What to produce | Copy the records below verbatim, character for character, with no line added, dropped, or changed.

Data under study |

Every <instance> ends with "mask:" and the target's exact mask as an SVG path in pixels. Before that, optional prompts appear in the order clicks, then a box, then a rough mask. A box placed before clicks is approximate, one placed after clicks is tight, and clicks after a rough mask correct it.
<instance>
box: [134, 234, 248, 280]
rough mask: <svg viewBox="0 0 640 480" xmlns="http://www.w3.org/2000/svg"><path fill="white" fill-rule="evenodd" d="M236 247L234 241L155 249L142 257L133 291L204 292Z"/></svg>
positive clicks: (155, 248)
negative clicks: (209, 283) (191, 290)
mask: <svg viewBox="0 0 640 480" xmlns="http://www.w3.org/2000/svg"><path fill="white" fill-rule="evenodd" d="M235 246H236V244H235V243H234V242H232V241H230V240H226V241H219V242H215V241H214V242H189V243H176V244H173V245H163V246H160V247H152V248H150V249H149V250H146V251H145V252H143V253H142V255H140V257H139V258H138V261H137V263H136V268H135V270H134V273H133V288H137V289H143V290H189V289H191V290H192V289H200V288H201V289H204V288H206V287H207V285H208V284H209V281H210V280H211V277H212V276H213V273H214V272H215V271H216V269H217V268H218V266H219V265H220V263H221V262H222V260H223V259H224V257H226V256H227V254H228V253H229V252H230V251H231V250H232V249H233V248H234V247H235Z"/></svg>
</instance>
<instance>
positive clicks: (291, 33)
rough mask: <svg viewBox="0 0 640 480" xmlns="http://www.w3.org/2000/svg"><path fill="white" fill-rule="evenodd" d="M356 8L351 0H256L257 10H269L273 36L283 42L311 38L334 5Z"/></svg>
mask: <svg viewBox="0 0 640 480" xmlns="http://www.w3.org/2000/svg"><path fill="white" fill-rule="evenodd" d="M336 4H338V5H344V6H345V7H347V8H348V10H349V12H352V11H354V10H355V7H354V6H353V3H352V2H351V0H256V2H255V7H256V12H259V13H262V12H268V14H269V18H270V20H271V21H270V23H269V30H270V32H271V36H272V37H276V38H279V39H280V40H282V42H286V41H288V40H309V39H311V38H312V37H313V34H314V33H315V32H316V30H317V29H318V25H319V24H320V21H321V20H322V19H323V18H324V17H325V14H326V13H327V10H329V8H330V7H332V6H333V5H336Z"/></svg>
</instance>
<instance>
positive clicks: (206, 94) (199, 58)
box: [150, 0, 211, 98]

Your response |
Every <instance> ends with "mask:" and the target's exact mask as an SVG path in pixels. Before that, optional prompts appear in the order clicks, then a box, then a rough mask. A box placed before clicks is approximate, one placed after clicks is tight, and clicks after a rough mask correct it.
<instance>
box: [134, 234, 248, 280]
rough mask: <svg viewBox="0 0 640 480" xmlns="http://www.w3.org/2000/svg"><path fill="white" fill-rule="evenodd" d="M236 247L234 241L155 249L142 257L133 291L204 292Z"/></svg>
positive clicks: (155, 248)
negative clicks: (209, 283) (191, 290)
mask: <svg viewBox="0 0 640 480" xmlns="http://www.w3.org/2000/svg"><path fill="white" fill-rule="evenodd" d="M235 246H236V244H235V243H234V242H232V241H230V240H226V241H219V242H215V241H214V242H189V243H176V244H173V245H163V246H160V247H152V248H150V249H149V250H146V251H145V252H143V253H142V255H140V257H139V258H138V261H137V263H136V268H135V270H134V273H133V288H137V289H143V290H189V289H191V290H192V289H200V288H201V289H204V288H206V287H207V285H208V284H209V281H210V280H211V277H212V276H213V273H214V272H215V271H216V269H217V268H218V266H219V265H220V263H221V262H222V260H223V259H224V257H226V256H227V254H228V253H229V252H230V251H231V250H232V249H233V248H234V247H235Z"/></svg>
</instance>
<instance>
positive clicks: (291, 33)
rough mask: <svg viewBox="0 0 640 480" xmlns="http://www.w3.org/2000/svg"><path fill="white" fill-rule="evenodd" d="M356 8L351 0H256L257 10H269L273 36L283 42L311 38L334 5Z"/></svg>
mask: <svg viewBox="0 0 640 480" xmlns="http://www.w3.org/2000/svg"><path fill="white" fill-rule="evenodd" d="M336 4H338V5H344V6H345V7H347V8H348V10H349V12H352V11H354V10H355V7H354V6H353V3H352V2H351V0H256V2H255V7H256V12H259V13H262V12H268V14H269V18H270V20H271V21H270V23H269V30H270V32H271V36H272V37H276V38H279V39H280V40H282V42H286V41H288V40H309V39H311V38H312V37H313V34H314V33H315V32H316V30H317V29H318V25H319V24H320V21H321V20H322V19H323V18H324V17H325V14H326V13H327V10H329V8H330V7H332V6H333V5H336Z"/></svg>
</instance>
<instance>
positive clicks: (206, 94) (199, 58)
box: [150, 0, 211, 98]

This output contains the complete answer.